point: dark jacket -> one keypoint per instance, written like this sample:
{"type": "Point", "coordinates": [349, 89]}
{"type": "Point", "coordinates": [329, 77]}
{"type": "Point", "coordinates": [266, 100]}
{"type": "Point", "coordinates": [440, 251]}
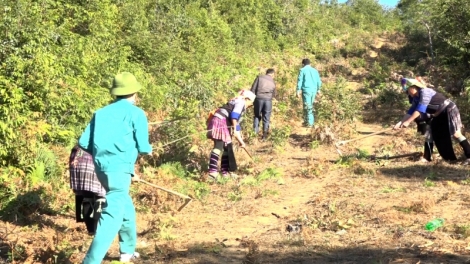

_ _ _

Copy out every line of the items above word for word, leaving out the pictures.

### The reply
point: dark jacket -> one keypoint per instance, written like this sample:
{"type": "Point", "coordinates": [349, 89]}
{"type": "Point", "coordinates": [329, 77]}
{"type": "Point", "coordinates": [266, 100]}
{"type": "Point", "coordinates": [440, 251]}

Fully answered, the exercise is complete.